* [Selected extract]:
□ □ □ □
August 6, 2009 by Brad

Companies that remain static and don’t evolve will eventually lose their profit margins and sink into oblivion. At Setpoint, as we try and adapt to the changing landscape I have noticed several things in dealing with deciding our company’s direction.

First, change is hard. It is much easier to continue doing what has been done in the past, even if it is not getting the results it used to, and rarely have I seen an idea that just works right out of the gate.

You can’t do everything, and if you try to, it will result in spreading your resources (money, time, people) so thin that you cannot be successful at anything. One of the hardest things is, deciding what not to do. It is difficult because you tend think that you are potentially leaving money on the table, and you may be – but you are doing it to pursue a better idea with more potential.

We have found that some feel more passionately about an idea than others, so we have developed a rule that is simply “whoever has passion about an idea gets less than 50% of the vote”. This helps us make more objective decisions. Key message is, don’t be so in love with a strategy or idea that you can’t dispose of it when all the facts point that way.

You never have perfect information before a decision needs to be made. As a result, assumptions are made in order to make progress. The problem is, unless those assumptions are tracked and noted they tend to become facts over time, and often those assumptions are wrong. You have to revisit assumptions to validate, modify, or eliminate them to reflect new information you now have. Not doing so can lead to less than desirable outcomes.
□ □ □ □
Stored entries
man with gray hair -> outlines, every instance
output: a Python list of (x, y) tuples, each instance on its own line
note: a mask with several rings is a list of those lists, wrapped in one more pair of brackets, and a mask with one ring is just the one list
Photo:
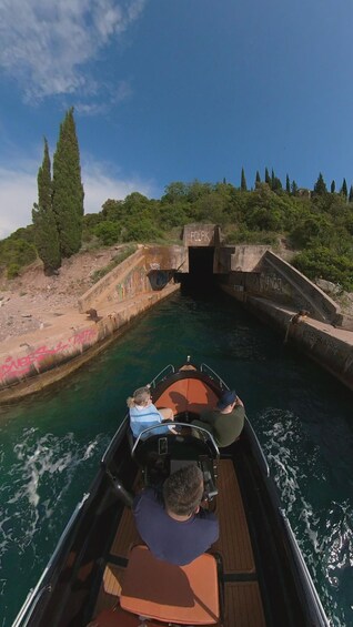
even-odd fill
[(218, 519), (201, 507), (202, 495), (202, 472), (191, 463), (165, 479), (163, 503), (152, 488), (135, 497), (135, 524), (154, 557), (184, 566), (218, 539)]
□ □ □ □
* [Exercise tasks]:
1. In the post on deciding a company's direction, what rule did Setpoint adopt for a person who feels passionately about an idea?
2. Write the next part of the post on deciding a company's direction, starting after its last sentence.

* [Task results]:
1. Whoever has passion about an idea gets less than 50% of the vote.

2.
At Setpoint we try and follow the philosophy of “fail faster”. In other words, if something is not going to work the sooner you identify it the cheaper it is for the company in terms of money, time, and people. Most ideas can be validated or eliminated without much cost or time if the key issues have been correctly identified. The few key remaining ideas can then claim your valuable resources.

The shorter iteration cycles the better; the clearer the objectives, the easier it will be to identify the key issues that need to be proved out in order to validate the direction.

These are some of the techniques we are using at Setpoint to decide our companies direction.

This process is an ongoing part of a healthy company’s life. So get on with it.